KUTIPAN BACAAN:

==============================

Dengan pengertian ini, maka yang dilakukan orang ketika mengkritik
hadits dan ilmu hadits adalah menilai dan mengomentarinya dengan
mendahulukan kebenaran yang ada daripada kesalahannya, dengan
menggunakan parameter hadits atau ilmu hadits.
Sedangkan kata “orientalis” berasal dari kata orient yang berarti Asia Timur; atau berasal dari kata oriental yang berarti orang Timur atau Asia.[5] Secara geografis kata orient bermakna dunia belahan timur dan secara etnologis berarti bangsa-bangsa timur.[6] Sedangkan dalam kamus ilmiah populer ”orientalis” adalah ahli Barat yang mempelajari Timur.[7]
Dilihat dari segi terminologinya, Ismail Ya’kub
menyatakan bahwa orientalis adalah orang yang ahli tentang soal-soal
ketimuran, yakni segala sesuatu mengenai negeri-negeri Timur, terutama
Negeri-negeri Arab pada umumnya dan Islam pada khususnya, tentang
kebudayaannya, agamanya, peradabannya, kehidupannya dan lain-lain.[8]
Dan
dalam kata ”orientalis” terkandung sifat umum nama pelaku atau
ahli-ahli ketimuran, artinya dalam beberapa hal siapapun orangnya apakah
ia muslim atau non muslim, apabila ia telah luas pengetahuannya tentang
ketimuran maka ia seringkali terkategorikan secara langsung sebagai
orientalis, seperti dinyatakan oleh kelompok Oxford bahwa orientalis
adalah semua orang yang telah luas pengetahuannya tentang bahasa-bahasa
Timur serta kesustraannya.[9]
Definisi ini dibantah oleh sebagian pakar dengan hanya membatasi
pengertian orientalis hanya pada orang Barat (Eropa dan Amerika) yang
nonmuslim.[10]
Jadi,
sebagaimana yang diungkapkan oleh Hanafi bahwa orientalis adalah
segolongan sarjana-sarjana Barat yang mendalami bahasa-bahasa dunia
Timur dan kesustraannya, dan mereka menaruh perhatian besar terhadap
agama-agama dunia Timur; sejarahnya, adat istiadatnya dan ilmu-ilmunya.[11]
C. Kritik Orientalis terhadap Hadits
1. Biografi ketiga orientalis
a. Ignaz Goldziher
Ignaz
Goldziher adalah termasuk orientalis terkemuka yang mendalami ilmu-ilmu
Islam. Ia lahir pada 22 Juni 1850, di Hongaria. Ia berasal dari
keluarga Yahudi yang terpandang. Pendidikannya dimulai dari Budhapest
kemudian melanjutkan ke Berlin pada tahun 1869 dan pindah lagi ke
Universitas Leipzig.

==============================

Cuplikan set data anotasi lokasi

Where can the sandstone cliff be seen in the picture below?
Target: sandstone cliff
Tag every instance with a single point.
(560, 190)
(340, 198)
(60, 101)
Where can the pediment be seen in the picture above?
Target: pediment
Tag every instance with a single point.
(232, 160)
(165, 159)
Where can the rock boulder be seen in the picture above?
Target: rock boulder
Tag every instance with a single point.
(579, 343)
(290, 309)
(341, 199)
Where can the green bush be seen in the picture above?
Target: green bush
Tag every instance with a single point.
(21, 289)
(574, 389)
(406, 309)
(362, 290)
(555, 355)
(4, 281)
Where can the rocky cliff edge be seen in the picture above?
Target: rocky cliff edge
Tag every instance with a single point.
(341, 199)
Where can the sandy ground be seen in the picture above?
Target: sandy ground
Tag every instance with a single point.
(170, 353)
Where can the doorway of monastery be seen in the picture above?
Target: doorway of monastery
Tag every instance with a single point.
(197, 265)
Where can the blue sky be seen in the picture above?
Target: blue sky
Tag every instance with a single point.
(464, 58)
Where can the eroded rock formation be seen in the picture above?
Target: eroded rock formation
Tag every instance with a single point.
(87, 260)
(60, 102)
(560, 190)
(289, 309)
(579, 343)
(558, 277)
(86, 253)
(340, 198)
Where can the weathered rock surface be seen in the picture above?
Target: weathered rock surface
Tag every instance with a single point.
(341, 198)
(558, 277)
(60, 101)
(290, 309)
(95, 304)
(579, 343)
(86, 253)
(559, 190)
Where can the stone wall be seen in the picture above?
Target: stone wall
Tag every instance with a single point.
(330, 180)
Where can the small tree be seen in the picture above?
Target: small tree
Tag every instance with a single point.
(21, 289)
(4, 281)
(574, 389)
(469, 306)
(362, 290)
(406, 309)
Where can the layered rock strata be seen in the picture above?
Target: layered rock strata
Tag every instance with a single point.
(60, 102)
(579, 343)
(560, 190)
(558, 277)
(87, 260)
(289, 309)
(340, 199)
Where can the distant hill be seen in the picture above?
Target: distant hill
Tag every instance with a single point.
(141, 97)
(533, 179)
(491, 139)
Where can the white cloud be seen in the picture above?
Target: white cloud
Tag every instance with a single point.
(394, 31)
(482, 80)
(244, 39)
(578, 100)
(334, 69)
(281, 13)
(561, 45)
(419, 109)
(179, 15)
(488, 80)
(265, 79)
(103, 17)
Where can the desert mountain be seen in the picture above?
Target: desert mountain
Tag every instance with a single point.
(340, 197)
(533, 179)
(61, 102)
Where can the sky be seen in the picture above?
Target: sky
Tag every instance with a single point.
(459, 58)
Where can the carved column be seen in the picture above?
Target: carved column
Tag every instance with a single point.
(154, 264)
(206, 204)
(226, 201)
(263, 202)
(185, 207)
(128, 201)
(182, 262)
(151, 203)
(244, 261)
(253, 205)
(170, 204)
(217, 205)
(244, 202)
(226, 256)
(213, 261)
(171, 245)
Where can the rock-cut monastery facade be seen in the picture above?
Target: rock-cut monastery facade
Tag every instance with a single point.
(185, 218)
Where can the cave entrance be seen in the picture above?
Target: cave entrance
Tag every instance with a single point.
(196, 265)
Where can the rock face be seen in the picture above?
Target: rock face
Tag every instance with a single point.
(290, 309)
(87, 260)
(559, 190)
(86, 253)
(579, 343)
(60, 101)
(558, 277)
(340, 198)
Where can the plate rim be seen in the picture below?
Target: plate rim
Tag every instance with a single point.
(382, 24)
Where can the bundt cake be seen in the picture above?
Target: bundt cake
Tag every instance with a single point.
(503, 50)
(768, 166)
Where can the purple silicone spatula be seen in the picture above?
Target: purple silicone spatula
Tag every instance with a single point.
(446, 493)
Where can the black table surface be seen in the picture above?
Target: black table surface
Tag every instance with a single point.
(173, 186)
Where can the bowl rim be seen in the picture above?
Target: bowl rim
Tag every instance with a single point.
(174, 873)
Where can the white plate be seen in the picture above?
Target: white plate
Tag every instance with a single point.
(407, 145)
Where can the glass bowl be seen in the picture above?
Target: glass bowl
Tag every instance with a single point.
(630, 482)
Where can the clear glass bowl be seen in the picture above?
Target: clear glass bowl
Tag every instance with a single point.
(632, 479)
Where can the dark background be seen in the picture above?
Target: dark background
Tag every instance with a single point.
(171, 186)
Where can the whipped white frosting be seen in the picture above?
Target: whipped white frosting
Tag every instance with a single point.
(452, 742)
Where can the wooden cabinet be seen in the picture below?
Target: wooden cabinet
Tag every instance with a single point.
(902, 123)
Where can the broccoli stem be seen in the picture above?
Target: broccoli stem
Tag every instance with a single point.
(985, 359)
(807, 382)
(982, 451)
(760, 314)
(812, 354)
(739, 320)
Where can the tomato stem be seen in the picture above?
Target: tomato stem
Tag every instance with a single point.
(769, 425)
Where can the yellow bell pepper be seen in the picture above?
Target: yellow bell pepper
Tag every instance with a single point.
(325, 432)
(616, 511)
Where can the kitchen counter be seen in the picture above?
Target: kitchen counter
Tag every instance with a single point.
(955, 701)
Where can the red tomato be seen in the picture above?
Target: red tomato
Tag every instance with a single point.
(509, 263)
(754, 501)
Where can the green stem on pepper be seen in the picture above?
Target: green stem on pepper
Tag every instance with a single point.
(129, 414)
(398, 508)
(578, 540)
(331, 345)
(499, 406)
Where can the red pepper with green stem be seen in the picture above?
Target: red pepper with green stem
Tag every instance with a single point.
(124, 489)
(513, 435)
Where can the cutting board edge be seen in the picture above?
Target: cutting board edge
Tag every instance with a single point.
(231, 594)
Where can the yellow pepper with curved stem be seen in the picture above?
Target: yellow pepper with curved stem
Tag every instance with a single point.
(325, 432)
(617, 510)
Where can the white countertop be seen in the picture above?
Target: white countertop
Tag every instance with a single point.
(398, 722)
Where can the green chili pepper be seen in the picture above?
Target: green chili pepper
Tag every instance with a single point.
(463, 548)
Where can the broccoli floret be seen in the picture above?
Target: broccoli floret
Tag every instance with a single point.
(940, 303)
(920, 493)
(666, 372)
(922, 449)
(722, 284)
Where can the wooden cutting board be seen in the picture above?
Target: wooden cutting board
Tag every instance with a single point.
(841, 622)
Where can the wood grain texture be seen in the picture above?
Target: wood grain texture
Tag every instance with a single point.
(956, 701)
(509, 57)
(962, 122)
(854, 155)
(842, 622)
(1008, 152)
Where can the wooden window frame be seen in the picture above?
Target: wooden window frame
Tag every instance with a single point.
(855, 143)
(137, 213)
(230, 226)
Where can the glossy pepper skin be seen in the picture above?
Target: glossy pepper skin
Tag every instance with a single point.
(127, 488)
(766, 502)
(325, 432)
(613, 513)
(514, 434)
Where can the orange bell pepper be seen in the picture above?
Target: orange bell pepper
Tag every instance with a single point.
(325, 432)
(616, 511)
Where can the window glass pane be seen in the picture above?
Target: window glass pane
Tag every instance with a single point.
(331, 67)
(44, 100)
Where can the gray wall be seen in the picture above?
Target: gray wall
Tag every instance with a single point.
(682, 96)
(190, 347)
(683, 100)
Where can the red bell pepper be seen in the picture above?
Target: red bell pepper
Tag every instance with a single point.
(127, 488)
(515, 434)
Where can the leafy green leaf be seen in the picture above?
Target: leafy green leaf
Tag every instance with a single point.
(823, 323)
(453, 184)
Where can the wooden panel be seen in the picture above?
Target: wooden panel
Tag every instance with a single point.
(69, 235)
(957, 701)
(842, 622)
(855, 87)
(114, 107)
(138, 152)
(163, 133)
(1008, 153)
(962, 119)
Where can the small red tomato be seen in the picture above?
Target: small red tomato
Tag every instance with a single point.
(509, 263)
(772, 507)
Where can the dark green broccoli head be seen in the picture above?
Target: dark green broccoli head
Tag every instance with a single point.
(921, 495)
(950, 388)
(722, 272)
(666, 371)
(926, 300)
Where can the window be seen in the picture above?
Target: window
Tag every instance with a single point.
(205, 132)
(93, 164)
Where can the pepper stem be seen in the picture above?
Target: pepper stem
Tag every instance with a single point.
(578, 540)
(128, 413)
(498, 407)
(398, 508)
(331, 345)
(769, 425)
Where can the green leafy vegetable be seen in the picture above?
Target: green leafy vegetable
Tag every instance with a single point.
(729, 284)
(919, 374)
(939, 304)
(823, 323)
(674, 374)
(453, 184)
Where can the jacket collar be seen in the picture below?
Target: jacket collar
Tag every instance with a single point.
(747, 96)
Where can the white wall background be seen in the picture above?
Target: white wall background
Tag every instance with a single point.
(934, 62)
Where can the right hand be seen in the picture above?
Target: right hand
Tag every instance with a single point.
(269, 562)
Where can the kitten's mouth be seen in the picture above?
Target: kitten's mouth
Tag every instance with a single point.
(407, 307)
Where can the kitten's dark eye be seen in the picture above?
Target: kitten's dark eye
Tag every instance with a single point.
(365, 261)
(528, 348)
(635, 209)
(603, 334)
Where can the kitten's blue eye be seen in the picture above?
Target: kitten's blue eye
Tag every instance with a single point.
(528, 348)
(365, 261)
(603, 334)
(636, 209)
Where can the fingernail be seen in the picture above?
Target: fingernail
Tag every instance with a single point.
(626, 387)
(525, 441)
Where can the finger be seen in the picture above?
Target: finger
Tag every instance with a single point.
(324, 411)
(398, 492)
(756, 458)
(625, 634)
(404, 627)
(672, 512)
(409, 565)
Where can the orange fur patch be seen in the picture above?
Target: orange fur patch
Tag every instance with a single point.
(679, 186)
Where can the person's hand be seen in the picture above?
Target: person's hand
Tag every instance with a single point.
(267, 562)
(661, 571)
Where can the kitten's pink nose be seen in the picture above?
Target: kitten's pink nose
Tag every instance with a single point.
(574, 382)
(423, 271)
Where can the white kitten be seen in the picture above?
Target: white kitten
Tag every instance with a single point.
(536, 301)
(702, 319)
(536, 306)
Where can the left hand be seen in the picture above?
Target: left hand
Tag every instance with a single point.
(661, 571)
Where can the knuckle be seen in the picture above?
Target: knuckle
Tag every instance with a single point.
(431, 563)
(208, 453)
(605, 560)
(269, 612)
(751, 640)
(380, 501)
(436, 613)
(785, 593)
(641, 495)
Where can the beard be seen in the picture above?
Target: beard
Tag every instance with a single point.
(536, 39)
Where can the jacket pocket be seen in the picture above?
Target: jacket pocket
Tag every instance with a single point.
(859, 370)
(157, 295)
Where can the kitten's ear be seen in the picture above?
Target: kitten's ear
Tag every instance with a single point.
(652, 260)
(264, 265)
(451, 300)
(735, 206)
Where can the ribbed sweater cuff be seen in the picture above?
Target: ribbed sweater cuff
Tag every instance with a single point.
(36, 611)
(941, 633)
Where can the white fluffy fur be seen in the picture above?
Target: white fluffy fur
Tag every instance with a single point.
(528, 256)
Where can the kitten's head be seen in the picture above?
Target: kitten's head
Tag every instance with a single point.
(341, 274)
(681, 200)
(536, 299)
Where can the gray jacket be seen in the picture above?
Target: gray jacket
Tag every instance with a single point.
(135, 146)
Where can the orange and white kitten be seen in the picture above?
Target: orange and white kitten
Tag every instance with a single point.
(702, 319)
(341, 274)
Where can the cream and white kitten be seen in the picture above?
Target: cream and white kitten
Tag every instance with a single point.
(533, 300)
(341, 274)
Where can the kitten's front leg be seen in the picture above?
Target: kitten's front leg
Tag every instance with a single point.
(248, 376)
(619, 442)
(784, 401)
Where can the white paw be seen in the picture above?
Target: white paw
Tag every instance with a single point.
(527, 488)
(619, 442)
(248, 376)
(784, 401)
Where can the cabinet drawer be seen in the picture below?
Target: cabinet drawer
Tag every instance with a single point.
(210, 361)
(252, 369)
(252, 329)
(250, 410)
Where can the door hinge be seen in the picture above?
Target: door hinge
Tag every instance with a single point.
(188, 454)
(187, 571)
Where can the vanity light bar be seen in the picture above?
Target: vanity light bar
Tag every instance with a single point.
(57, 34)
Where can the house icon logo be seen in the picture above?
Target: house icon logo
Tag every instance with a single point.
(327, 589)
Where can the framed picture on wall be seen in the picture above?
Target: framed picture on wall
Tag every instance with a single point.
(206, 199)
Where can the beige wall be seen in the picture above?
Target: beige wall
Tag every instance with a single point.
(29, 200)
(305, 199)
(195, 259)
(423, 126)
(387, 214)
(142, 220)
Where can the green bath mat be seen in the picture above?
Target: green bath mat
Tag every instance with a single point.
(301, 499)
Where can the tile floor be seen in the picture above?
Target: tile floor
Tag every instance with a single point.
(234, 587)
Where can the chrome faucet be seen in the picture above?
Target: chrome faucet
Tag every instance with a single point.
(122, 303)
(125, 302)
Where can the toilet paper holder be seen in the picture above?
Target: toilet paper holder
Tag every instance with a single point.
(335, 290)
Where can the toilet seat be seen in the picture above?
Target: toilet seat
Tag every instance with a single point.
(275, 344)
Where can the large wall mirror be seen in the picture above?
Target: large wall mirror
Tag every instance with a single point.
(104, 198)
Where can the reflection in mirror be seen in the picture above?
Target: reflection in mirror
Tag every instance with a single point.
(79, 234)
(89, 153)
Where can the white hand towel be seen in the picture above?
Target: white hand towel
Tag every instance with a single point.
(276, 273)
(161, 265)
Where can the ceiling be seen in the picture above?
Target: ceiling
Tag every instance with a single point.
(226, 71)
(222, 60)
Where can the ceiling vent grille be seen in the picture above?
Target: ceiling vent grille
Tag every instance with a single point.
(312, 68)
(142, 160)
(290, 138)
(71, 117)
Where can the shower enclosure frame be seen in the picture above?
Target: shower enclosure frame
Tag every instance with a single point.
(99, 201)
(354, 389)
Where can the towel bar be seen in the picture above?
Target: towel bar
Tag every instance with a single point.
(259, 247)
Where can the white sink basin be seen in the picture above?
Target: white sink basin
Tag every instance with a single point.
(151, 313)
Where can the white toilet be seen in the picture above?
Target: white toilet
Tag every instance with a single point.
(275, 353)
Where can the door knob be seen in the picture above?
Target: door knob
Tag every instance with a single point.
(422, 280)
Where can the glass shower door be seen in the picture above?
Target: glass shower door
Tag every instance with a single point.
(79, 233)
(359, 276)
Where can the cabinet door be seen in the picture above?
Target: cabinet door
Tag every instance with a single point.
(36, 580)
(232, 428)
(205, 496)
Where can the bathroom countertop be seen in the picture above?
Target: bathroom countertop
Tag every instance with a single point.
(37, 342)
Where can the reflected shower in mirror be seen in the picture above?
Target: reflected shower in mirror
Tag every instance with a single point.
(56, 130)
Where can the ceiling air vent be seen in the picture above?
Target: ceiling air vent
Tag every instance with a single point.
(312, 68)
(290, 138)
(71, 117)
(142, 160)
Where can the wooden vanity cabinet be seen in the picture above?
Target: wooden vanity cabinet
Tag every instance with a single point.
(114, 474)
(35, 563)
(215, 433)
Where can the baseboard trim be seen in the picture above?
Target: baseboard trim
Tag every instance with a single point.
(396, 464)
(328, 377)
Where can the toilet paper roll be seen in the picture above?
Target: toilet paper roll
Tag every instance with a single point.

==============================

DAFTAR TUGAS:
A) Jawablah pertanyaan berikut berdasarkan teks tentang orientalis dan hadits.
(i) Apa arti "orientalis" menurut kamus ilmiah populer?
(ii) Menurut kelompok Oxford, siapa yang disebut orientalis?
(iii) Kapan dan di mana Ignaz Goldziher lahir?
B) Kutiplah dari teks tentang orientalis dan hadits bagian yang dibuka oleh kata-kata yang memuat "Dengan pengertian ini, maka" dan ditutup dengan "atau ilmu hadits.".
C) Tuliskan lanjutan teks tentang orientalis dan hadits, mulai setelah kalimat terakhirnya.

JAWABAN BERURUTAN:
A)
(i) Ahli Barat yang mempelajari Timur.
(ii) Semua orang yang telah luas pengetahuannya tentang bahasa-bahasa Timur serta kesustraannya.
(iii) Pada 22 Juni 1850, di Hongaria.

B)
Dengan pengertian ini, maka yang dilakukan orang ketika mengkritik
hadits dan ilmu hadits adalah menilai dan mengomentarinya dengan
mendahulukan kebenaran yang ada daripada kesalahannya, dengan
menggunakan parameter hadits atau ilmu hadits.

C)
Goldziher
dalam studinya dibimbing oleh orientalis terkemuka saat itu yaitu
Fleisser, pakar filologi (ilmu tentang asal-usul kata). Goldziher
memperoleh gelar doktoral tingkat pertama pada tahun 1870 dengan
karyanya : “Penafsir Taurat yang Berasal dari Tokoh Yahudi Abad Tengah.”
Ia
kemudian kembali ke Budapest dan ditunjuk sebagai asisten Guru Besar di
Univeritas Budhapest pada tahun 1872. Ia tidak lama mengajar, dan lalu
meneruskan studinya di Wina dan Leiden. Setelah itu ia mengadakan
perjalanan ke Timur Tengah, Suriah dan Palestina dan kemudian menetap di
Kairo.
Ketika
di Universitas Budapest, ia banyak menekankan kajian peradaban Arab,
khususnya agama Islam. Pada tahun 1894, ia diangkat menjadi profesor
kajian bahasa Semit. Goldziher memang sangat cerdas. Pada usia 16 tahun,
ia telah sanggup menerjemahkan dua buah kisah Turki ke dalam bahasa
Hongaria. Saat itu ia juga biasa membaca buku-buku tebal dan memberikan
ulasannya. Buku klasik pertama yang menjadi kajiannya adalah Azh
Zhahiriyah: Madzhabuhum wa Tarikhuhum. Ia kemudian mendalami kajian fikih dan ushul fikih.
Pada tahun 1889 ia menulis karangan tentang hadits berjudul Dirasah Islamiyah, dua juz. Dalam bukunya Al Aqidah was Syariah fil Islam’ Goldziher
banyak melakukan tuduhan-tuduhan menyimpang kepada Muhammad saw. Prof.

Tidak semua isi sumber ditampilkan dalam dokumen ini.